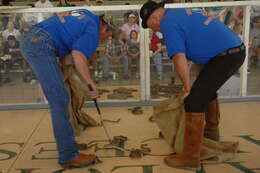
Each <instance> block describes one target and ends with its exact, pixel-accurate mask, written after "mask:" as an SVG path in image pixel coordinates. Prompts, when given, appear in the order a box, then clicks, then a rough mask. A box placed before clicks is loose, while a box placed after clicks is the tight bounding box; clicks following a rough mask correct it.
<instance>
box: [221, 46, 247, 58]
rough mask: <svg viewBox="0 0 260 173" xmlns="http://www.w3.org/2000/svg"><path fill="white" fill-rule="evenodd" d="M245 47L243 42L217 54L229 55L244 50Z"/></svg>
mask: <svg viewBox="0 0 260 173" xmlns="http://www.w3.org/2000/svg"><path fill="white" fill-rule="evenodd" d="M245 48H246V47H245V45H244V44H243V45H241V46H239V47H234V48H231V49H228V50H226V51H225V52H223V53H220V54H218V55H217V56H225V55H228V54H233V53H238V52H240V51H242V50H245Z"/></svg>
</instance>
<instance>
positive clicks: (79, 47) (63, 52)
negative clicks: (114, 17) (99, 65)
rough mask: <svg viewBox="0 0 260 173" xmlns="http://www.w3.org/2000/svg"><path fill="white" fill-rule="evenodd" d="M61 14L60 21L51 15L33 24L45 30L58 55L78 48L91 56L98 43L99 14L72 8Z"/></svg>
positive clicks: (87, 57) (83, 53) (64, 53)
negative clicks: (63, 13)
mask: <svg viewBox="0 0 260 173" xmlns="http://www.w3.org/2000/svg"><path fill="white" fill-rule="evenodd" d="M70 12H71V15H69V16H63V18H64V22H62V21H61V20H60V19H59V18H58V17H57V16H52V17H50V18H49V19H46V20H44V21H43V22H41V23H38V24H36V25H34V26H36V27H38V28H41V29H43V30H44V31H46V32H47V33H48V34H49V35H50V36H51V38H52V39H53V41H54V44H55V47H56V48H57V53H58V56H60V57H63V56H65V55H68V54H70V53H71V51H72V50H78V51H80V52H81V53H83V54H84V55H85V56H86V57H87V58H91V57H92V55H93V53H94V52H95V51H96V48H97V46H98V43H99V25H100V21H99V16H97V15H95V14H93V13H91V12H90V11H88V10H83V9H81V10H73V11H70Z"/></svg>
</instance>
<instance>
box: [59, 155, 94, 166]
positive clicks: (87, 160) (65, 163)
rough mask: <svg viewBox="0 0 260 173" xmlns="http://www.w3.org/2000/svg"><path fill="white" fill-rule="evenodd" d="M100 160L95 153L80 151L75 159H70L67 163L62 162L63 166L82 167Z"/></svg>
mask: <svg viewBox="0 0 260 173" xmlns="http://www.w3.org/2000/svg"><path fill="white" fill-rule="evenodd" d="M97 160H98V158H97V156H96V155H94V154H82V153H80V154H79V155H78V156H77V157H76V158H75V159H73V160H70V161H68V162H65V163H60V165H61V166H62V167H63V168H66V169H72V168H82V167H87V166H89V165H91V164H94V163H95V162H96V161H97Z"/></svg>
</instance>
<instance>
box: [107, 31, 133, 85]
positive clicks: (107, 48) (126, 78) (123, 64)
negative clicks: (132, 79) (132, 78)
mask: <svg viewBox="0 0 260 173" xmlns="http://www.w3.org/2000/svg"><path fill="white" fill-rule="evenodd" d="M111 61H113V62H116V63H119V62H120V61H121V62H123V68H124V69H123V78H124V79H129V74H128V57H127V56H126V50H125V44H124V43H123V42H122V41H121V40H120V34H119V32H114V33H113V35H112V36H111V37H109V40H108V42H107V45H106V49H105V57H104V58H103V79H104V80H107V79H108V77H109V75H110V70H109V66H110V62H111Z"/></svg>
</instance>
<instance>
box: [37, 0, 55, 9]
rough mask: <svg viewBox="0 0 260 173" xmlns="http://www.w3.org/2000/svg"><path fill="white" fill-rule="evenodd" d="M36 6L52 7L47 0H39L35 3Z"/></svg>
mask: <svg viewBox="0 0 260 173" xmlns="http://www.w3.org/2000/svg"><path fill="white" fill-rule="evenodd" d="M35 7H36V8H48V7H53V5H52V3H51V2H50V1H49V0H39V1H37V2H36V3H35Z"/></svg>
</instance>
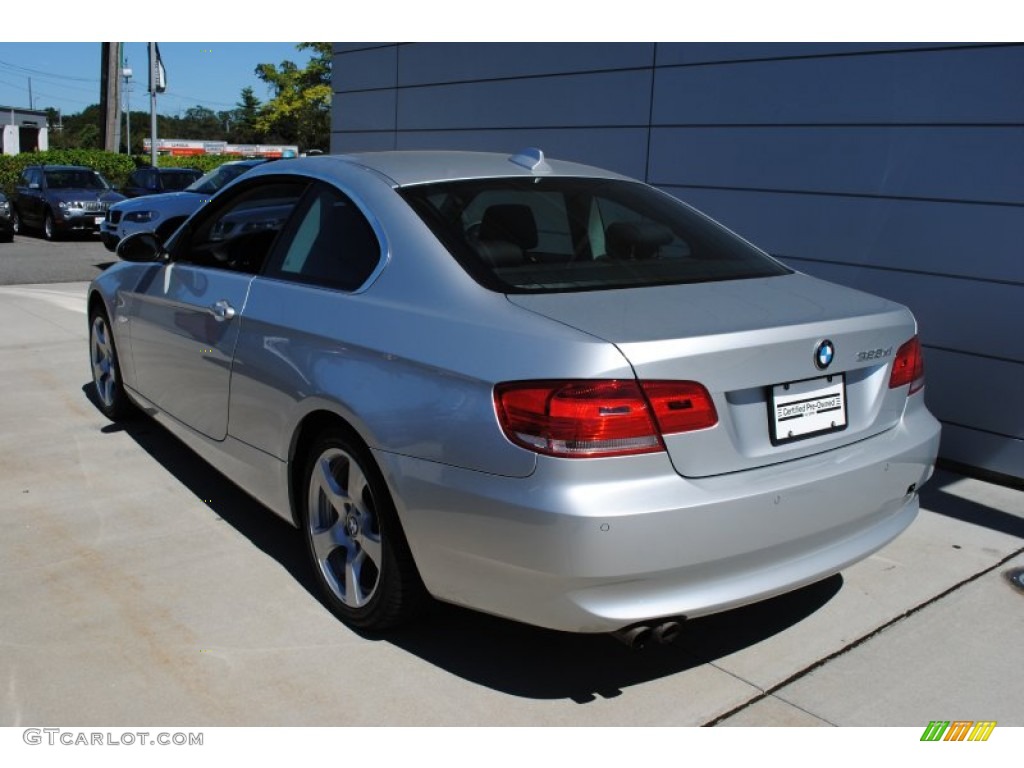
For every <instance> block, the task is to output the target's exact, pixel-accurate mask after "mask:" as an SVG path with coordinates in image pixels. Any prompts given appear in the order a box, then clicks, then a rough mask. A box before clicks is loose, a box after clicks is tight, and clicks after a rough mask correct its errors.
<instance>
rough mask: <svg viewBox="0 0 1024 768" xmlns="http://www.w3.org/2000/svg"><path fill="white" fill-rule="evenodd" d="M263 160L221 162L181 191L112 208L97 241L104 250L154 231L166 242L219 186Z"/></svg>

- - -

PROBLEM REQUIREMENTS: Repeat the whole listing above word for word, but keep any picture out of it.

EXERCISE OUTPUT:
Each <instance> block describes one target and ends with its exact, pixel-accurate mask, written after "mask:" as an SVG path in image pixel coordinates. Prompts, when given, appear in the order a box, then clicks, then a rough mask. A box placed before clicks is loose, while a box placed after clicks is the tight bounding box; clicks following a rough mask correct it.
<instance>
box: [221, 46, 247, 58]
rough mask: <svg viewBox="0 0 260 173" xmlns="http://www.w3.org/2000/svg"><path fill="white" fill-rule="evenodd" d="M245 47L243 42L217 54L229 55L244 50Z"/></svg>
mask: <svg viewBox="0 0 260 173" xmlns="http://www.w3.org/2000/svg"><path fill="white" fill-rule="evenodd" d="M245 48H246V47H245V45H244V44H243V45H241V46H239V47H234V48H231V49H228V50H226V51H225V52H223V53H220V54H218V55H217V56H225V55H228V54H233V53H238V52H240V51H242V50H245Z"/></svg>
</instance>
<instance>
positive clicks: (79, 47) (63, 52)
negative clicks: (114, 17) (99, 65)
rough mask: <svg viewBox="0 0 260 173" xmlns="http://www.w3.org/2000/svg"><path fill="white" fill-rule="evenodd" d="M61 14L60 21L51 15L33 24L45 30L58 55L78 48L91 56L98 43L99 14L72 8Z"/></svg>
positive clicks: (87, 57) (83, 53) (64, 53)
negative clicks: (63, 13)
mask: <svg viewBox="0 0 260 173" xmlns="http://www.w3.org/2000/svg"><path fill="white" fill-rule="evenodd" d="M70 12H71V15H69V16H63V18H64V22H62V21H61V20H60V19H59V18H58V17H57V16H52V17H50V18H49V19H46V20H44V21H43V22H41V23H38V24H36V25H34V26H36V27H38V28H41V29H43V30H44V31H46V32H47V33H48V34H49V35H50V36H51V38H52V39H53V41H54V44H55V47H56V48H57V53H58V56H60V57H63V56H65V55H68V54H70V53H71V51H72V50H78V51H80V52H81V53H83V54H84V55H85V56H86V57H87V58H91V57H92V55H93V53H94V52H95V51H96V48H97V46H98V43H99V25H100V21H99V16H97V15H95V14H93V13H91V12H90V11H88V10H83V9H81V10H73V11H70Z"/></svg>
</instance>
<instance>
box: [59, 155, 94, 166]
positive clicks: (87, 160) (65, 163)
rough mask: <svg viewBox="0 0 260 173" xmlns="http://www.w3.org/2000/svg"><path fill="white" fill-rule="evenodd" d="M100 160L95 153L80 151L75 159H70L67 163L62 162L63 166L82 167Z"/></svg>
mask: <svg viewBox="0 0 260 173" xmlns="http://www.w3.org/2000/svg"><path fill="white" fill-rule="evenodd" d="M97 160H98V158H97V156H96V155H94V154H82V153H80V154H79V155H78V156H77V157H76V158H75V159H73V160H70V161H68V162H65V163H60V165H61V166H62V167H63V168H66V169H72V168H82V167H87V166H89V165H91V164H94V163H95V162H96V161H97Z"/></svg>
</instance>
<instance>
box: [107, 31, 133, 85]
positive clicks: (107, 48) (126, 78) (123, 64)
negative clicks: (132, 79) (132, 78)
mask: <svg viewBox="0 0 260 173" xmlns="http://www.w3.org/2000/svg"><path fill="white" fill-rule="evenodd" d="M111 61H113V62H116V63H119V62H120V61H121V62H123V68H124V69H123V78H124V79H129V74H128V57H127V56H126V50H125V44H124V43H123V42H122V41H121V40H120V34H119V32H114V33H113V35H112V36H111V37H109V40H108V42H107V45H106V49H105V57H104V58H103V79H104V80H107V79H108V77H109V75H110V70H109V66H110V62H111Z"/></svg>
</instance>
<instance>
box: [37, 0, 55, 9]
rough mask: <svg viewBox="0 0 260 173" xmlns="http://www.w3.org/2000/svg"><path fill="white" fill-rule="evenodd" d="M36 6L52 7L47 0H39L35 3Z"/></svg>
mask: <svg viewBox="0 0 260 173" xmlns="http://www.w3.org/2000/svg"><path fill="white" fill-rule="evenodd" d="M35 7H36V8H48V7H53V5H52V3H51V2H50V1H49V0H39V1H37V2H36V3H35Z"/></svg>
</instance>
For every <instance> block, the task is to output the target's exact, pixel-accurate mask after "mask:" as an SVG path with coordinates in image pixels. Any prompts given appear in the order a box, then clicks, then a rough mask. A box before clicks is loose, a box after clicks is tight, and clicks after a rough mask correct its errors.
<instance>
rough mask: <svg viewBox="0 0 1024 768" xmlns="http://www.w3.org/2000/svg"><path fill="white" fill-rule="evenodd" d="M263 160L221 162L181 191L112 208L97 241L104 250L154 231L166 242L219 186Z"/></svg>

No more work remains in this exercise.